(Dataset excerpts)
· · · · · · ·
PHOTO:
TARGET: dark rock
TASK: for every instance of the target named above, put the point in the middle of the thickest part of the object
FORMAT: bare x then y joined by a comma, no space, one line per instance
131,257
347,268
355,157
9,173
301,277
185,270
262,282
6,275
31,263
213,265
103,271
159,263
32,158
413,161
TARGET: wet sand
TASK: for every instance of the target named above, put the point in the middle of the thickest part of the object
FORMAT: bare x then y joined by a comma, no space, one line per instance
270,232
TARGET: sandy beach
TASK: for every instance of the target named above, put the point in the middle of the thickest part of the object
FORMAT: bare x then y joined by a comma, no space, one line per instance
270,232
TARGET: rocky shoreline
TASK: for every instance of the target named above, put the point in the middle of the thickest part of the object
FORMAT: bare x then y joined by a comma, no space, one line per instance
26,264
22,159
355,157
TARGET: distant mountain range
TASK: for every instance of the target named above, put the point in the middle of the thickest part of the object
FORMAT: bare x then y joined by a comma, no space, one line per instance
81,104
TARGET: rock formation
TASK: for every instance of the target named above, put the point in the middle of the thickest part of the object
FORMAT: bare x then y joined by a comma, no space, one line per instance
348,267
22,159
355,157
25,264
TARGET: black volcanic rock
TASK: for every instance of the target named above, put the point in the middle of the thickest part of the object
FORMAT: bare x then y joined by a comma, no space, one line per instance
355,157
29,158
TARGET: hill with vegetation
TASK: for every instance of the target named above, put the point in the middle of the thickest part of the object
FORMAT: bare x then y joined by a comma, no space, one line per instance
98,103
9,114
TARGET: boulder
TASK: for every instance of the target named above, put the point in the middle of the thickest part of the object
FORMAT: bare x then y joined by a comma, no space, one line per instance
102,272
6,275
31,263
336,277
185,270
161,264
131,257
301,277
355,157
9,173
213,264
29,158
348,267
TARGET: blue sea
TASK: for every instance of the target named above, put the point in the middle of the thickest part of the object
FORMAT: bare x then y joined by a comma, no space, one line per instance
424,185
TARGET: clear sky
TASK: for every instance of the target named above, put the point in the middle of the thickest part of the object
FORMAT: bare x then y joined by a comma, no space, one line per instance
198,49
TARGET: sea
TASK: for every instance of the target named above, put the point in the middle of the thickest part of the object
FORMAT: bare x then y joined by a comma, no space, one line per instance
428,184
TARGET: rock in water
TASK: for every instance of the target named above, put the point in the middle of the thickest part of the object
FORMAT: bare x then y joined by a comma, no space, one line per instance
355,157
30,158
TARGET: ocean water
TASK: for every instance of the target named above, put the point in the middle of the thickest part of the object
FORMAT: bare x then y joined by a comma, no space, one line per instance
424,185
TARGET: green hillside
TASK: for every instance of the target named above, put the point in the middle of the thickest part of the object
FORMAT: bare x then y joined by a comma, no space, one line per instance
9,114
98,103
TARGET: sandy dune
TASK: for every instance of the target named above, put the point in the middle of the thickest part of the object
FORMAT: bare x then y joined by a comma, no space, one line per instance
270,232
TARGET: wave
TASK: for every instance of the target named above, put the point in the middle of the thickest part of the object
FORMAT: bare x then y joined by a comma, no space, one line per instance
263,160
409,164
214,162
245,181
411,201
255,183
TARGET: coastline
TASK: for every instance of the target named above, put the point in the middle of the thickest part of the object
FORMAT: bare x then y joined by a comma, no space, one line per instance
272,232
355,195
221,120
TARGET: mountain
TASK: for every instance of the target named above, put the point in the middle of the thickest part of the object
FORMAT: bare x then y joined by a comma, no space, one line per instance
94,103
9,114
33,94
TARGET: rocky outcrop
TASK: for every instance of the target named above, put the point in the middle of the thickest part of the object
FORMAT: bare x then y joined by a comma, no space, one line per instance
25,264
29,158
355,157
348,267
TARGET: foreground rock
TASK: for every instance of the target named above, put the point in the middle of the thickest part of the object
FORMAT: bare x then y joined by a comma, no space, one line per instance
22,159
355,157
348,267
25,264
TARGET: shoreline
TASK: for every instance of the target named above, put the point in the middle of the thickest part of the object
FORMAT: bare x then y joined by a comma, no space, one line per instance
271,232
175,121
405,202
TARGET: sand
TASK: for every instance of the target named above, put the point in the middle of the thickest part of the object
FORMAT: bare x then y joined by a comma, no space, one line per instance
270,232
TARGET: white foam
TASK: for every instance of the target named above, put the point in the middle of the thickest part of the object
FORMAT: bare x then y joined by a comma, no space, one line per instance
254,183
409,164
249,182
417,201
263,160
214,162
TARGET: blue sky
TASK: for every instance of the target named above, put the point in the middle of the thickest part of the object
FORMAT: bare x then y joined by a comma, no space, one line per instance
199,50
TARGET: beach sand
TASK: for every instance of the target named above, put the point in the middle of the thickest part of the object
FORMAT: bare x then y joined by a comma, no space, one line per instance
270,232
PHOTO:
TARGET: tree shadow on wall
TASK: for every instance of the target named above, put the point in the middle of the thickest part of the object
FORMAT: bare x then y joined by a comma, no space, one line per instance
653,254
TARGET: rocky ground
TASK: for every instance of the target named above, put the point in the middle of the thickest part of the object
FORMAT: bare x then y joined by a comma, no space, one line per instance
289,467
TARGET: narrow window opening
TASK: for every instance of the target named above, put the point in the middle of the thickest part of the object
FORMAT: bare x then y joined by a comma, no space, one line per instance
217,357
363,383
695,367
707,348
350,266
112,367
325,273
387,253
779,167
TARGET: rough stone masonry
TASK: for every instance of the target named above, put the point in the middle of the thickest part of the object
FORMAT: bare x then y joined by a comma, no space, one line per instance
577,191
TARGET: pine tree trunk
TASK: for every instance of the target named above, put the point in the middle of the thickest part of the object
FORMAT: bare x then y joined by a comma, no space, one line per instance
· · · · · · ·
Retype the entries above exactly, but only from the line containing "TARGET: blue sea" through the line containing "TARGET: clear sky", both included.

Exercise solution
TARGET: blue sea
TASK: for every instance of the target named above, put the point in the middle of the thickest part of the object
FORMAT: bare x then y joined by a comma, no space, one line per instance
424,185
TARGET: clear sky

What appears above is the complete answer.